SOURCE RECORDS ▸
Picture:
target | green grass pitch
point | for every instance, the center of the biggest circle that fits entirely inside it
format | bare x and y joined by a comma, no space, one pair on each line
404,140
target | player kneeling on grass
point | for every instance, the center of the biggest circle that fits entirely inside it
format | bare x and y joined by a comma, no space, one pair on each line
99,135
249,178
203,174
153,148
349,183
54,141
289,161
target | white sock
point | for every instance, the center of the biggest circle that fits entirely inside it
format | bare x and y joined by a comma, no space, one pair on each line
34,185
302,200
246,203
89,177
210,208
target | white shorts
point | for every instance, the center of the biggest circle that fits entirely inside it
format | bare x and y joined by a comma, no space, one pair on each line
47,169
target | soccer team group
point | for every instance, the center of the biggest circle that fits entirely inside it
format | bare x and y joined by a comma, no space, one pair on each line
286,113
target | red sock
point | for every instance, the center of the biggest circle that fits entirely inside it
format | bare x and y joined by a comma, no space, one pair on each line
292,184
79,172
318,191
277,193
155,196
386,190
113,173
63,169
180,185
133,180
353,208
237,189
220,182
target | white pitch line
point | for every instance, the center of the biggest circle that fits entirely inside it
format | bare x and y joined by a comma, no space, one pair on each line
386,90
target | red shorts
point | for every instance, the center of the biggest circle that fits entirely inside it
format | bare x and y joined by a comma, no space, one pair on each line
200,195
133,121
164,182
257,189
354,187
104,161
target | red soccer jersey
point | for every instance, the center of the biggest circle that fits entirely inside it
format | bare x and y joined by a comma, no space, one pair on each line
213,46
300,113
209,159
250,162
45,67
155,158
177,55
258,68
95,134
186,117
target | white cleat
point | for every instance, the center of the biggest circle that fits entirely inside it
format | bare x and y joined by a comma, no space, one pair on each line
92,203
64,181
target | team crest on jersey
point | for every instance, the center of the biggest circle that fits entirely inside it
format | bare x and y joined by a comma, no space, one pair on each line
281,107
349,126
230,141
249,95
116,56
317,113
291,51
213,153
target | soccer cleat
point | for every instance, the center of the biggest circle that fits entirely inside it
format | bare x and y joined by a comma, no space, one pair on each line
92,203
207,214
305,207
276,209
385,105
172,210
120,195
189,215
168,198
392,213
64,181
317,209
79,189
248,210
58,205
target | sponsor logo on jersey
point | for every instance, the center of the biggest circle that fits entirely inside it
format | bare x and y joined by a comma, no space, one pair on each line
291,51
...
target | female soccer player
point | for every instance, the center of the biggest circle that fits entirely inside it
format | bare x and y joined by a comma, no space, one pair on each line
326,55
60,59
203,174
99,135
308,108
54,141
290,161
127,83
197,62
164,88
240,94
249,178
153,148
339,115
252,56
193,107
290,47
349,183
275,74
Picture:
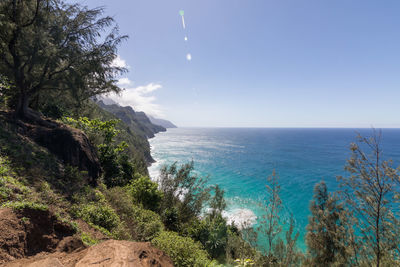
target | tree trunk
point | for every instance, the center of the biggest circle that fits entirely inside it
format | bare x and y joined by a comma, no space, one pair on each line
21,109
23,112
---
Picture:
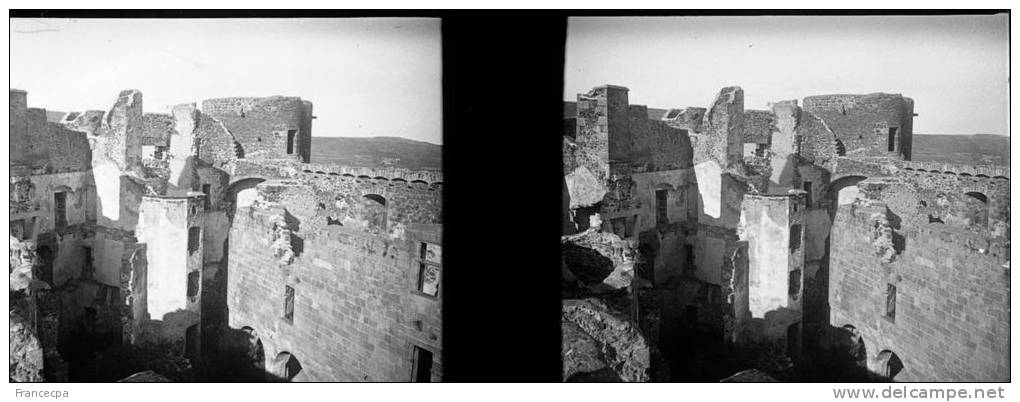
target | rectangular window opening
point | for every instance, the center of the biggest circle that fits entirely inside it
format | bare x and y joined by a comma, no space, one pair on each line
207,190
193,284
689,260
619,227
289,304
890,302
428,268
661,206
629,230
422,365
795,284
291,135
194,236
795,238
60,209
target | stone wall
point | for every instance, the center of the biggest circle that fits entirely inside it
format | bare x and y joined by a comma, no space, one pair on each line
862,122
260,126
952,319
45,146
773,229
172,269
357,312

WHAT YOU WILL DO ▸ Collect every line in the records that contains the word "pitch".

EXERCISE SOLUTION ▸
target | green grass pitch
target | white pitch line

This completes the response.